>> begin Extracted entries

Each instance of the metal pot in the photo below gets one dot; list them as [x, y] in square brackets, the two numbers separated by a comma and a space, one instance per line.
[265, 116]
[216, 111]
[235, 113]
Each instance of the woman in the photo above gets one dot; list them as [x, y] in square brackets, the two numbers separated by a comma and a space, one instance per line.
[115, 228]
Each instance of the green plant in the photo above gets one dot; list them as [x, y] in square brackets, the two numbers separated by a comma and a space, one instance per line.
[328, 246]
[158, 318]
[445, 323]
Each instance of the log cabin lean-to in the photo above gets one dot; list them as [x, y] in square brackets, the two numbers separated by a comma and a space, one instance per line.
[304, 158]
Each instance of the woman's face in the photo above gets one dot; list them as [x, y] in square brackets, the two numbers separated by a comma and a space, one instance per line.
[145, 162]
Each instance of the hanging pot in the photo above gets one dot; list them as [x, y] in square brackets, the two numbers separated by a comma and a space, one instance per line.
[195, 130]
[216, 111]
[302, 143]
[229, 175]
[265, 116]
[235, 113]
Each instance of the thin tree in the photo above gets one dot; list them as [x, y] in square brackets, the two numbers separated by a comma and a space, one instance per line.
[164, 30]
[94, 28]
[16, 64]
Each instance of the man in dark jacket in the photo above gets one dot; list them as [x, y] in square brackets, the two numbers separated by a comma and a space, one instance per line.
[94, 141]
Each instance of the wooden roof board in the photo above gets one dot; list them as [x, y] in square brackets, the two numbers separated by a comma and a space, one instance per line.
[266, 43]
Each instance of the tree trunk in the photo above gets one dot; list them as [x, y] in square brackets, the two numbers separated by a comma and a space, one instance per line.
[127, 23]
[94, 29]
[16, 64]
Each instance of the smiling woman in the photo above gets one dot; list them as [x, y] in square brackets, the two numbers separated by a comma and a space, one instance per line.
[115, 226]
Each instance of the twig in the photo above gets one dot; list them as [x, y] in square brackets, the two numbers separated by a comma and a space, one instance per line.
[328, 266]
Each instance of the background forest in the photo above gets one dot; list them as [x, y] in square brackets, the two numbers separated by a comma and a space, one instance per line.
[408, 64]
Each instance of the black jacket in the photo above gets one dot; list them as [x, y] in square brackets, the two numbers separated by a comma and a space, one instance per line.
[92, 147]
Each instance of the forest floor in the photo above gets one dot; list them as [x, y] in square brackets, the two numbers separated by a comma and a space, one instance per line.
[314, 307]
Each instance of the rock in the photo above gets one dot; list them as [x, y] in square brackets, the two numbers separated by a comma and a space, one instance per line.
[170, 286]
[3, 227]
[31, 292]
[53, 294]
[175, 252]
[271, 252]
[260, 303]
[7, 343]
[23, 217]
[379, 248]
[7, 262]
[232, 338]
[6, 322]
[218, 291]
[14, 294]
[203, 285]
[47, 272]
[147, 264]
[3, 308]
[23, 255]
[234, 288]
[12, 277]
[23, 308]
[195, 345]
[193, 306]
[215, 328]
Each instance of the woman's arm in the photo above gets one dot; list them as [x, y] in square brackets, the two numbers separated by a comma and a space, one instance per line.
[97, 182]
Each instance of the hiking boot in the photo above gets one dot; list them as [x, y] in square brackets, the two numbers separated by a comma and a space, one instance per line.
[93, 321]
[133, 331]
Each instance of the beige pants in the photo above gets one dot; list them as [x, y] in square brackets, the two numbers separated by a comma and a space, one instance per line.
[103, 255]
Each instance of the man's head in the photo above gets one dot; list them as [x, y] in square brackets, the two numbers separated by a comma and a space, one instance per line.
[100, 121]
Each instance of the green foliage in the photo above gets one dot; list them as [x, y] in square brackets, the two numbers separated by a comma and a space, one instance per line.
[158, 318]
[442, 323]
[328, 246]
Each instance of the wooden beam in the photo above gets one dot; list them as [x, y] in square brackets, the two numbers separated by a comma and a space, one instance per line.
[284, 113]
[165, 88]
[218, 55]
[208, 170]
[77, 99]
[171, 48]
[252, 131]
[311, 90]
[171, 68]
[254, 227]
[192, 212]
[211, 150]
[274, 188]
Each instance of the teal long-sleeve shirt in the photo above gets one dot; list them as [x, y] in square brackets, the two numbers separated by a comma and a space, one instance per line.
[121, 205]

>> end Extracted entries

_What you will do_
Copy the lines of the entries word for word, starting with the line that contains "Each instance of the rock" and continuing through the end of the entries.

_Full solution_
Each instance of the rock in the photo above gets one dot; list them as [x, y] in square brackets, the two numbers separated by a comma and a space, one instance per line.
[170, 286]
[3, 227]
[31, 292]
[53, 294]
[175, 252]
[271, 252]
[260, 303]
[7, 343]
[23, 217]
[379, 248]
[7, 262]
[232, 338]
[6, 322]
[218, 291]
[14, 294]
[203, 285]
[47, 272]
[147, 264]
[3, 308]
[23, 255]
[234, 288]
[12, 277]
[23, 308]
[195, 345]
[193, 306]
[215, 328]
Each instance of the woman's arm in the photo above gets one dot; list them as [x, y] in square brackets, the two numbers separated by a comma and a space, one instance per line.
[97, 182]
Each instance of the hiking boot in the photo above gets one dot; list them as [x, y] in square brackets, the two numbers separated by a comma and a space, one instance per line.
[93, 321]
[133, 331]
Each instance of the beige pants in the photo above gets one dot; list them as [x, y] in square brackets, the two numbers separated by a comma and a space, one instance per line.
[103, 255]
Each instance of the man's head in the photo above gets one dot; list them as [x, y] in square brackets, the two numbers separated by a comma and a space, one instance per line.
[100, 121]
Each instance of the green foliage in the photo above gets one dot; list them as [x, y] in square brackets, the two numbers separated by a comma and a space, one instance per line.
[158, 318]
[442, 323]
[328, 246]
Each instance of the wooden beam in the photo above gets one dot; list them as [x, y] in square brackets, the two numbers separated by a comma and a space, one instance per line.
[284, 113]
[165, 88]
[218, 55]
[208, 170]
[77, 99]
[171, 48]
[252, 131]
[311, 90]
[171, 68]
[254, 227]
[192, 212]
[211, 150]
[274, 188]
Each instance of the teal long-sleeve shirt in the photo above gets one dot; list them as [x, y] in square brackets, the two numbers separated by a comma and a space, one instance per line.
[121, 205]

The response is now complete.